=== Instructions for the task ===
Return the full set of records, matching them character for character.

=== Data in this exercise ===
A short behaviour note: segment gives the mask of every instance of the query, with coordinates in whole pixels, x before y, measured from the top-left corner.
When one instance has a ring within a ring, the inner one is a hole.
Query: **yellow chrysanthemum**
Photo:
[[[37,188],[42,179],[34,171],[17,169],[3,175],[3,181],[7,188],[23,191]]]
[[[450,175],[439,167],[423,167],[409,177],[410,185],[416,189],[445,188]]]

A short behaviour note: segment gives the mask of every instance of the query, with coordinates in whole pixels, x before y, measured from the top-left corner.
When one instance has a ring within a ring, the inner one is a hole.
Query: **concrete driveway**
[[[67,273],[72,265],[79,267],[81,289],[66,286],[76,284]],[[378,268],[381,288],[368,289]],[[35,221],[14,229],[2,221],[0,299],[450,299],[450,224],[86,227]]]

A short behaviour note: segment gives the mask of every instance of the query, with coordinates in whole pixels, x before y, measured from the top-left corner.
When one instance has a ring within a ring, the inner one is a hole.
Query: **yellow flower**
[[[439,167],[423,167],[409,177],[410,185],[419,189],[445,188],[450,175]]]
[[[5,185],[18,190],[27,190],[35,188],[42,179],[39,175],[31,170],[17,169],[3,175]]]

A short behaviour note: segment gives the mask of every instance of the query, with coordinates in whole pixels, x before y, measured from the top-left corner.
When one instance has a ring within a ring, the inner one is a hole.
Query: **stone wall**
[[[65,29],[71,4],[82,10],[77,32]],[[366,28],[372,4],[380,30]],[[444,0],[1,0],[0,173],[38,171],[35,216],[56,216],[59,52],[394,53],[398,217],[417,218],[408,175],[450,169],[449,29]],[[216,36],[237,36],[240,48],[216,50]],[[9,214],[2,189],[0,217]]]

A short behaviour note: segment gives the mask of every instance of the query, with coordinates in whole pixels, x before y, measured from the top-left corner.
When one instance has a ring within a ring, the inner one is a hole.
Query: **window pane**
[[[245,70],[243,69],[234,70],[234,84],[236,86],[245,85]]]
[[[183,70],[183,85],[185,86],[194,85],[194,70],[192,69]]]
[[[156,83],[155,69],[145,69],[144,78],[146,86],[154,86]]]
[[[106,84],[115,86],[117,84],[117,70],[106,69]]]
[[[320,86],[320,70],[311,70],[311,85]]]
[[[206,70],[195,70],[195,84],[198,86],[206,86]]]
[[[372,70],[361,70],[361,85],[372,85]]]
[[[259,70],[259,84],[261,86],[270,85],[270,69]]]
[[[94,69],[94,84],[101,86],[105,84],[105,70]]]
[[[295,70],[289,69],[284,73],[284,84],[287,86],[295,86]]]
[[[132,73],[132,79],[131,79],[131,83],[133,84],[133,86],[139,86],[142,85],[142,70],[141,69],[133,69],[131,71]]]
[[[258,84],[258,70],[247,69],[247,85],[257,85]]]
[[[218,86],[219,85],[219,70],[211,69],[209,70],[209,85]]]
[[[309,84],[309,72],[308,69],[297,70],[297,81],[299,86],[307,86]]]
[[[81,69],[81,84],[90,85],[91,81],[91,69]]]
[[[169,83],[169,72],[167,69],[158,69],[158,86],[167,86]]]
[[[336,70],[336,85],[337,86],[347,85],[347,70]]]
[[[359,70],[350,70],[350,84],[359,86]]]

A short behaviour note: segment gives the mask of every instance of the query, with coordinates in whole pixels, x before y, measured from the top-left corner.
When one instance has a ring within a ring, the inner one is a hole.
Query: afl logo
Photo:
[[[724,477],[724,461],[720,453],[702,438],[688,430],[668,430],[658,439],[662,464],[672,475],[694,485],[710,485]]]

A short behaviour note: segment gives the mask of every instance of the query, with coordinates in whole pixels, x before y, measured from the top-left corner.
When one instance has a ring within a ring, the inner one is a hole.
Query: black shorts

=== Task answer ===
A short behaviour note: segment gives the mask of every instance of the query, with coordinates in whole pixels, x before y, measured from the top-left corner.
When one instance has a ring within a ring, the inner one is a hole.
Query: **yellow chrysanthemum**
Photo:
[[[37,188],[42,179],[34,171],[17,169],[3,175],[3,181],[7,188],[23,191]]]
[[[450,175],[439,167],[423,167],[409,177],[410,185],[416,189],[445,188]]]

A short behaviour note: segment gives the mask of every instance of the query, with coordinates in whole pixels, x before y, measured from the top-left corner.
When one instance has a ring within a ring, the inner one is a hole.
Query: **concrete driveway**
[[[67,273],[72,265],[79,267],[81,289],[66,286],[76,284]],[[378,268],[381,288],[368,289]],[[35,221],[14,229],[2,221],[0,299],[450,299],[450,224],[86,227]]]

A short behaviour note: segment gives the mask of every instance of the query, with coordinates in whole pixels, x before y, measured from the top-left corner.
When one instance has a ring within a ring, the inner one is a hole.
Query: **yellow flower**
[[[439,167],[423,167],[409,177],[410,185],[419,189],[445,188],[450,175]]]
[[[5,185],[18,190],[27,190],[35,188],[42,179],[39,175],[31,170],[17,169],[3,175]]]

A short behaviour note: segment gives the mask of every instance of the query, with coordinates in whole pixels, x before y, measured from the top-left corner.
When one instance has a ring within a ring, the inner one is a hole.
Query: **stone wall**
[[[65,29],[71,4],[82,10],[77,32]],[[366,28],[372,4],[380,30]],[[444,0],[1,0],[0,173],[38,171],[35,216],[56,216],[59,52],[394,53],[398,217],[417,218],[408,175],[450,169],[449,29]],[[216,36],[237,36],[240,48],[216,50]],[[9,214],[2,189],[0,217]]]

A short behaviour note: segment gives the mask of every instance of the query, with coordinates in whole pixels, x before y, measured from the top-left corner.
When one instance has a ring within a ring, the inner one is a hole.
Query: **window pane**
[[[245,70],[243,69],[234,70],[234,84],[236,86],[245,85]]]
[[[183,70],[183,85],[185,86],[194,85],[194,70],[192,69]]]
[[[156,83],[155,69],[145,69],[144,78],[146,86],[154,86]]]
[[[106,84],[115,86],[117,84],[117,70],[106,69]]]
[[[320,86],[320,70],[311,70],[311,85]]]
[[[206,70],[195,70],[195,84],[198,86],[206,86]]]
[[[372,70],[361,70],[361,85],[372,85]]]
[[[259,70],[259,84],[261,86],[270,85],[270,69]]]
[[[94,69],[94,84],[101,86],[105,84],[105,70]]]
[[[295,70],[289,69],[284,73],[284,84],[287,86],[295,86]]]
[[[132,73],[132,79],[131,79],[131,83],[133,84],[133,86],[139,86],[142,85],[142,70],[141,69],[133,69],[131,71]]]
[[[258,84],[258,70],[247,69],[247,85],[257,85]]]
[[[218,86],[219,85],[219,70],[211,69],[209,70],[209,85]]]
[[[309,84],[309,72],[308,69],[297,70],[297,81],[299,86],[307,86]]]
[[[81,69],[81,84],[90,85],[91,81],[91,69]]]
[[[169,83],[169,72],[167,69],[158,69],[158,86],[167,86]]]
[[[336,70],[336,85],[337,86],[347,85],[347,70]]]
[[[359,70],[350,70],[350,84],[359,86]]]

A short behaviour note: segment gives the mask of every instance of the query, with coordinates in whole pixels, x before y, measured from the top-left corner.
When one instance has a ring within a ring, the inner one is a hole.
Query: afl logo
Photo:
[[[724,477],[724,461],[720,453],[702,438],[688,430],[668,430],[658,439],[662,464],[672,475],[694,485],[710,485]]]

A short behaviour note: segment gives the mask of every instance of the query, with coordinates in whole pixels, x before y, measured from the top-left corner.
When one instance has a ring within a ring, the inner one is a hole.
Query: black shorts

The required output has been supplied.